(Dataset excerpt)
____________

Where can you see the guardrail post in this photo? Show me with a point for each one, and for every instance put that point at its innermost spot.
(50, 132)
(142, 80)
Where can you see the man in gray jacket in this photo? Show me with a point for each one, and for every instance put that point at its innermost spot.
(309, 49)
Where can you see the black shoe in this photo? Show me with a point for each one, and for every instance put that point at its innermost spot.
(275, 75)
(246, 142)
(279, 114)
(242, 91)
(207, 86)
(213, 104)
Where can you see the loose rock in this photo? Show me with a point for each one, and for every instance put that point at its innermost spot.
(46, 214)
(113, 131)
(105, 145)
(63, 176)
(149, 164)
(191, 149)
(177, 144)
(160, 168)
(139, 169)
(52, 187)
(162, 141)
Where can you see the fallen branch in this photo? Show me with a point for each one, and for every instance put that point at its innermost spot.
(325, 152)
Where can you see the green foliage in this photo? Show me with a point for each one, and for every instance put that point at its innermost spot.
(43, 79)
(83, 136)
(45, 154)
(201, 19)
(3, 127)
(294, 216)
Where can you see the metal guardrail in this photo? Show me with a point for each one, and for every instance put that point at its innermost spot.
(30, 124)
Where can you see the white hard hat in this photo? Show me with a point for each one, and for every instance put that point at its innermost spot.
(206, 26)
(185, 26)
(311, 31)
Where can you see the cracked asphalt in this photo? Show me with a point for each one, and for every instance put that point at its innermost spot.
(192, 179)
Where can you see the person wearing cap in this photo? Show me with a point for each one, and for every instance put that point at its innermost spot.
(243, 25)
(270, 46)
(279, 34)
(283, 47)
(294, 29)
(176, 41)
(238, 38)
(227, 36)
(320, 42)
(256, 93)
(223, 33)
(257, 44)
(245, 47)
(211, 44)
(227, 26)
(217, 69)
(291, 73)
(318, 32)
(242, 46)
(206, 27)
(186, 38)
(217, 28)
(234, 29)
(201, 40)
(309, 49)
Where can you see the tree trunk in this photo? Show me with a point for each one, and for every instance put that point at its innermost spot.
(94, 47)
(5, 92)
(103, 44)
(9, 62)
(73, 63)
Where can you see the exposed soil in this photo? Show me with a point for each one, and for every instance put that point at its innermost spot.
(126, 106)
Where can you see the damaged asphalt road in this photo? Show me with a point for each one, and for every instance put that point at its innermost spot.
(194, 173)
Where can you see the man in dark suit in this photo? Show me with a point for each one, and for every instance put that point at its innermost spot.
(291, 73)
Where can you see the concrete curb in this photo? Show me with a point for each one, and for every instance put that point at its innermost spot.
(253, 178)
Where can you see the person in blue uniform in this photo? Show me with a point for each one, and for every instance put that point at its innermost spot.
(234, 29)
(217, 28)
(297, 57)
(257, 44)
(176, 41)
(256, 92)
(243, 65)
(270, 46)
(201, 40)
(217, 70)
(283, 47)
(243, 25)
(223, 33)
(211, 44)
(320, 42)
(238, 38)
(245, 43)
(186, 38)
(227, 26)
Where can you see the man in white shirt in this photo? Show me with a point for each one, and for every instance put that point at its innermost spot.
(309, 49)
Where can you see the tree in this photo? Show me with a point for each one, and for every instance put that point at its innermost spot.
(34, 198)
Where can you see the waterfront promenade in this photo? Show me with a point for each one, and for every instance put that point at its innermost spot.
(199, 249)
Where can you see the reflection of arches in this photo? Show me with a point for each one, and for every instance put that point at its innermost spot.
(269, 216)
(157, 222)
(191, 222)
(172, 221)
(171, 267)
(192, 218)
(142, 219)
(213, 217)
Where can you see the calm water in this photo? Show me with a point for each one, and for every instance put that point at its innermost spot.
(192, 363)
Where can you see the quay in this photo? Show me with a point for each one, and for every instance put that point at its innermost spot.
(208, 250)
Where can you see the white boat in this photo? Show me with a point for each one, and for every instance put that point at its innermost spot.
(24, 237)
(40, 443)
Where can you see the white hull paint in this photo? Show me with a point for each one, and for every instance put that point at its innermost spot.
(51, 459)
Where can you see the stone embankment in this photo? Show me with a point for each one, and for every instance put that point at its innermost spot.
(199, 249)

____________

Exact repetition is required for the lines from the one that contains "Where can you see the man in white" through the final line; leave out everything else.

● **OUTPUT FOR THIS TASK**:
Where can you see the man in white shirt in this photo? Show me with a point for each one, and for every instance put that point at its innermost spot.
(309, 49)
Where can you see the tree in this photo? Show me with a point for each one, and for every instance put that point at its innermost spot.
(34, 198)
Where can you see the waterfront promenade in this photo? Show me with a point for each one, and for every instance put that point at its innermost spot.
(199, 249)
Where can you see the reflection of arches in this photo? Show me with a point for each one, and for every instance put that point at its innermost spot.
(269, 216)
(157, 222)
(191, 222)
(172, 221)
(171, 267)
(192, 218)
(142, 219)
(213, 217)
Where can you see the calm water in this photo? Show me with a point for each one, and for every instance put that point at its innermost spot.
(192, 363)
Where can you see the quay in this photo? Show me with a point for each one, and for every instance put that point at its innermost spot.
(208, 250)
Where can you see the white boat in this photo? Show me with a point for each one, and for every instance put that point at its innermost spot.
(24, 237)
(40, 443)
Where can you see the white hull paint in this photo? Show me with a point for each one, and for every instance put that point at its innermost spot.
(51, 459)
Where can you see the stone embankment in this photo? Show me with a point for each one, and for every instance put that point at its innermost spot.
(199, 249)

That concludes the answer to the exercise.